## WHAT YOU SHOULD DO
Word for word, reproduce each line of the data below, omitting every image.

== DATA FOR ANALYSIS

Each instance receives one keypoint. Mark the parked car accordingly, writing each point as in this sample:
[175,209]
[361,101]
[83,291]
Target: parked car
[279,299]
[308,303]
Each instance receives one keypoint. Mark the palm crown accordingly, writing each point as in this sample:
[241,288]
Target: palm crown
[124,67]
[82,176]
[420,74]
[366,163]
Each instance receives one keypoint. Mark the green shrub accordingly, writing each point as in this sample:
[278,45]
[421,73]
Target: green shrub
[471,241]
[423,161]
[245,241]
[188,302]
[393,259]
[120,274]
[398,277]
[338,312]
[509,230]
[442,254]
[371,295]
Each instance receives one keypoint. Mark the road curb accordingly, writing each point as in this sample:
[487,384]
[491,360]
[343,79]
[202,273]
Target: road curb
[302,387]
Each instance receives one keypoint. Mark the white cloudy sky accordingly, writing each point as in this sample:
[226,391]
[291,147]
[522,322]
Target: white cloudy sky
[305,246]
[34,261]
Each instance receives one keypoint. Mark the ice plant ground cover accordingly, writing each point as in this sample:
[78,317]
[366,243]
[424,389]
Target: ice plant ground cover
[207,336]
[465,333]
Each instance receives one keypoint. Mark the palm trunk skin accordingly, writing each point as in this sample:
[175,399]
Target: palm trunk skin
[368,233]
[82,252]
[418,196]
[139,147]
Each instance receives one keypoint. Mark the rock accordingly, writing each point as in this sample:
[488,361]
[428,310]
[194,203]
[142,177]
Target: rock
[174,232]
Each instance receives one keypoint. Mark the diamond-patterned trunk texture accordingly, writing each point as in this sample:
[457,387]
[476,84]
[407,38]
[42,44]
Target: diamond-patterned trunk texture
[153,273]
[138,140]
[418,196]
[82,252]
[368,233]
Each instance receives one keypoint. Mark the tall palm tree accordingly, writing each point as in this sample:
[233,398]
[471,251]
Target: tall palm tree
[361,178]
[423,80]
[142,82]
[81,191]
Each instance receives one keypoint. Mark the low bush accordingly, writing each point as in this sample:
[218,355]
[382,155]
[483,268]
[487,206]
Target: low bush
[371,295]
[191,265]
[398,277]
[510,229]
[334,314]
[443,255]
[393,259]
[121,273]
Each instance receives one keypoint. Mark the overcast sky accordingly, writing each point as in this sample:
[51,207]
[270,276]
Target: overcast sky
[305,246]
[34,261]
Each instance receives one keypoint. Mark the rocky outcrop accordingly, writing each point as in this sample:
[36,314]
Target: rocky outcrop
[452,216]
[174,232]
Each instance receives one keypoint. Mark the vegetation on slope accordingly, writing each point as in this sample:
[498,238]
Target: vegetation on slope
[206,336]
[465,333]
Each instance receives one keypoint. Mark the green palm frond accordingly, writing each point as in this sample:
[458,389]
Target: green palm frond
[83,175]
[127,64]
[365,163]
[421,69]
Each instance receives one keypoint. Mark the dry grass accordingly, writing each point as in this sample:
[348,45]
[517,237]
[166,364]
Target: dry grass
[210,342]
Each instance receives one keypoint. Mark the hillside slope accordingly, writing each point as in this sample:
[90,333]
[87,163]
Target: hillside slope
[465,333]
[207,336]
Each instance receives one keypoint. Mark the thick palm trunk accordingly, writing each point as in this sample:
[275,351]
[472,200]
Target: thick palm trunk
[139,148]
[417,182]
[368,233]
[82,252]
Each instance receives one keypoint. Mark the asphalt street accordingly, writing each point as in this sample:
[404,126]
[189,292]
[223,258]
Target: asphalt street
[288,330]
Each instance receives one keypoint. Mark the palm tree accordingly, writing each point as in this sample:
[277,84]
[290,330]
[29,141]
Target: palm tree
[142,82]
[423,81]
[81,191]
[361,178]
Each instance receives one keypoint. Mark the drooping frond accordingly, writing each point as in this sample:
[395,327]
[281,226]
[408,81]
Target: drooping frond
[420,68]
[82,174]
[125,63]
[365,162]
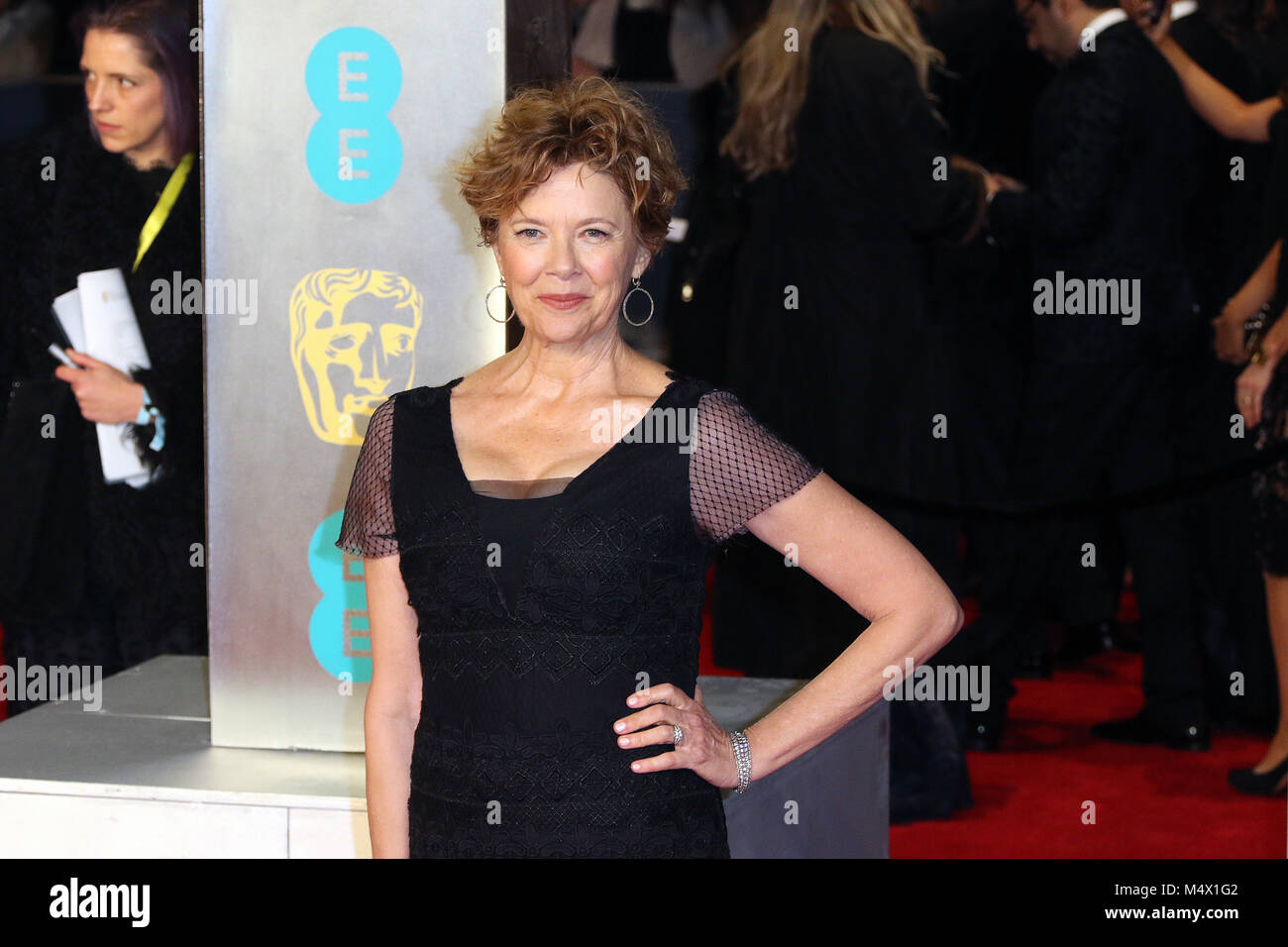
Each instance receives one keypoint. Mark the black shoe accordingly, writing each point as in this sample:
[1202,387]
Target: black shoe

====

## EXERCISE ANSWER
Each instance receives one keypoint. Mark the parked car accordingly, writing each point as in this sample:
[175,209]
[361,101]
[83,291]
Target: parked car
[279,299]
[308,303]
Each instance receives one keypoint. Mark the palm crown accordingly, writing each point as in this sample:
[241,288]
Target: palm crown
[124,67]
[82,176]
[420,74]
[366,163]
Each instance receives one keypoint. Mark the green shrub accordingly, writing each point as in this sample:
[278,45]
[421,73]
Target: green shrub
[471,241]
[423,161]
[245,241]
[188,302]
[393,259]
[120,274]
[398,277]
[338,312]
[509,230]
[442,254]
[371,295]
Each instance receives one keypoint. Mark the road curb accordingly, writing each point as in this sample:
[487,384]
[491,360]
[343,79]
[202,273]
Target: road curb
[302,387]
Each instance receives one keypoint. Mark the white cloudy sky accordingly, writing each point as in this sample:
[226,391]
[291,147]
[522,322]
Target: white cloudy sky
[305,246]
[34,261]
Each instance receives one keypoint. Mark the ice plant ground cover accordingly, writing each point as in this sample:
[78,317]
[366,243]
[424,389]
Target: ice plant ground cover
[207,336]
[465,333]
Each instance receives one keypoint. Mark the palm trunk skin accordingly, writing each point as in this sample:
[175,399]
Target: palm trunk skin
[368,233]
[82,252]
[418,196]
[139,147]
Each instance receives one keypoint. Mark the rock accordingly, writing each point as in this sample:
[488,361]
[428,310]
[194,203]
[142,177]
Target: rock
[174,232]
Each instance receives one keypoint. Mark the diamond-patterned trunk texture accordingly, writing each point as in this sample:
[457,387]
[476,84]
[407,38]
[42,44]
Target: diamond-patterned trunk texture
[153,273]
[138,140]
[418,196]
[82,252]
[368,233]
Each instance receives one keypoint. Mark the tall palm tree accordingly, writing each point as in this sample:
[233,398]
[471,251]
Target: tall palm tree
[361,178]
[423,80]
[142,82]
[81,191]
Each instance receives one keypoint. Mark the low bush accordingly, writing each point as in this sample:
[218,355]
[382,155]
[483,268]
[487,206]
Target: low bush
[371,295]
[191,265]
[398,277]
[510,229]
[334,314]
[443,255]
[393,259]
[121,273]
Each instance receives one keypoint. Mark the overcast sky accordingly, writing each point as in this sample:
[51,207]
[270,276]
Target: overcast sky
[305,246]
[34,261]
Each instance receives one keypoint. Mark the rocky outcrop accordingly, writing each point as in this sample:
[36,314]
Target: rocky outcrop
[452,216]
[174,232]
Each instance receives one keypoint. Mark the vegetation on slope accordingly, writing each point as in this sample:
[498,238]
Target: vegetation on slope
[206,336]
[465,333]
Each instance receives one keypoint. Mark the green palm frond accordingly, writing each point as in this sample:
[458,389]
Target: green palm frond
[83,175]
[127,64]
[365,163]
[421,69]
Each instance receives one keypoint. Mark the dry grass accordingly, writing each point as in this sample:
[348,45]
[517,237]
[166,364]
Target: dry grass
[210,342]
Each instance receives one keypoint. Mark the hillside slope accordingly, writing each point as in this sample:
[90,333]
[87,163]
Target: hillside slope
[465,333]
[207,336]
Each instance receives one keypoint. Mark the thick palm trunk accordingly, writing each point as in this sample:
[275,351]
[472,200]
Target: thick palm trunk
[139,148]
[417,182]
[368,233]
[82,252]
Each instance receives one keypoint. Mark the asphalt street accordingly, writing each point as in this sample:
[404,126]
[189,292]
[223,258]
Target: asphalt street
[288,330]
Each instance receives one keypoint. Mark the palm tree accordingly, writing each point as in this sample:
[277,84]
[290,330]
[29,141]
Target: palm tree
[142,82]
[423,81]
[81,191]
[361,178]
Each instance receives one keypoint. Mark the drooping frond accordingly, writing each point as in this sample:
[395,327]
[281,226]
[408,81]
Target: drooping frond
[420,68]
[82,174]
[125,63]
[365,162]
Each instance receives one keypoint. Mark the black shoe accordingly, writing each point as in this sample:
[1202,387]
Target: black shoe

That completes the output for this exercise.